Exercises to complete –
- A) Decide whether each statement below agrees with the research note on the masts of HMS Surprise. Answer yes or no for each, and quote the deciding words of the note. (i) The Admiralty first judged the existing masts and yards acceptable, apart from the bowsprit. (ii) The letter dated March 04, 1798 ordered new lower masts for Surprise. (iii) William James's volumes were first published between 1822 and 1824.
- B) Reproduce the part of the research note on the masts of HMS Surprise that opens with the words containing "In addition to" and closes with "36 gun ship.".

-------- Text passage

Researching HMS Surprise


Research Note 8, mast sizes.

As with the ordnance and rating of Surprise, as discussed in Research Note 3, separating fact from fiction and determining the correct mast sizes turned up some interesting information.

From the outset Captain Hamilton put forward his opinion that the masts and yard on Surprise, as captured, were too small. However, Evan Nepean, Secretary to the Admiralty, requested information from Plymouth dockyard regarding the dimensions and condition of the masts and yards aready carried. After receiving this report the Admiralty decided that the sizes of the masts and yards, with the exception of the bowsprit, were acceptible.

March 03, 1798: Evan Nepean, Secretary to the Admiralty, writes to the 'Respective Officers' at Plymouth Yard:

...
We have received your account of the dimensions & state of the Masts & Yards of his Majesty's ship Surprise, and direct & require you to cause them to be put into good condition agreeable to their present dimensions, except the Bowsprit which you are to cause to be replaced
.
...


March 04, 1798: Evan Nepean, Secretary to the Admiralty, again writes to the 'Respective Officers' at Plymouth Yard to clarify his previous letter:

...
These are to direct and require you, not withstanding former orders, to soppy his Majesty's ship Surprise with the yards and topmasts of a 28 gun ship, keeping her present lower masts, except the bowsprit which you are to provide in proportion, agreeable to Captain Hamilton's requests.

...

Unhappy that his request for increasing the masts of Surprise has been declined, Captain Hamilton again wrote to the Admiralty requesting that the current main mast be used as his fore mast and the main mast be replaced accordingly:

March 22, 1798: Evan Nepean, Secretary to the Admiralty, again writes to the 'Respective Officers' at Plymouth Yard approving Captain Hamilton's request providing that the Plymouth Officers also approved:

...
In addition to former orders. These are to direct and require you to furnish the Surprise with a new main mast and supply the present main mast for a fore mast if it will answer the purpose and can be done without detaining the ship and that you are of opinion she is equal to such alterations.

...

Consequently, Surprise was re-masted, using the main mast as a fore mast and a new main mast was fitted in proportion. The dimensions of the original main mast (now to be used as the fore mast) was approximately equal to the dimensions of a 36 gun ship fore mast, it would be safe to assume therfore that the proportional main mast fitted was that of a 36 gun ship.
Followers of the Patrick O'Brian novels will doubtless recognise this information, the fact that Surprise carried a 36 gun main mast is a recurring theme throughout the novels and is mentioned countless times as a 'distinguishing feature.
There is also another reference to Surprise carrying a 36 gun main mast from the series of books 'Tha Naval History of Great Britain' by W.M. James. William James, born in 1780 and died in 1827, was a naval historian whose series of books 'The Naval History of Great Britain' were originally published between 1822 and 1824. In Volume 2 of this work, on page 360, wiliam james states:

...
Although a ship of only 579 tons, the Surprise was fitted with a 36 gun frigate's main mast, but with the fore mas and mizzen mast of a 28. This was a plan of Captain Hamilton's; and, thus rigged, the Surprise appears not to have been complained of as a sailer.

...

It would be forgivable, therefore, to believe that this was the true mast and yard arrangement of the Surprise however ... our continued research has shown this not to be the case!

----------------
-------- Entries provided

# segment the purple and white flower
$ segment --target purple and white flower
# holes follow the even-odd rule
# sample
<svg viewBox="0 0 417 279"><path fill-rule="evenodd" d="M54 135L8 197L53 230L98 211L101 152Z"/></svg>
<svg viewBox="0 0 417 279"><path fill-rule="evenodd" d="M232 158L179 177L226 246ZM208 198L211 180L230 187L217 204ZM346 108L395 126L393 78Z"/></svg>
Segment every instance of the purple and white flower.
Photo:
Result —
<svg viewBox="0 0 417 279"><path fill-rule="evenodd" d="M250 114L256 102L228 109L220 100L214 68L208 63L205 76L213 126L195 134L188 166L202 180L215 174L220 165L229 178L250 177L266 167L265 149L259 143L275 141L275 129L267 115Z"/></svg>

----------------

Solutions –
- A)
(i) Yes: "the Admiralty decided that the sizes of the masts and yards, with the exception of the bowsprit, were acceptible."
(ii) No: "keeping her present lower masts"
(iii) Yes: "were originally published between 1822 and 1824"

- B)
In addition to former orders. These are to direct and require you to furnish the Surprise with a new main mast and supply the present main mast for a fore mast if it will answer the purpose and can be done without detaining the ship and that you are of opinion she is equal to such alterations.

...

Consequently, Surprise was re-masted, using the main mast as a fore mast and a new main mast was fitted in proportion. The dimensions of the original main mast (now to be used as the fore mast) was approximately equal to the dimensions of a 36 gun ship fore mast, it would be safe to assume therfore that the proportional main mast fitted was that of a 36 gun ship.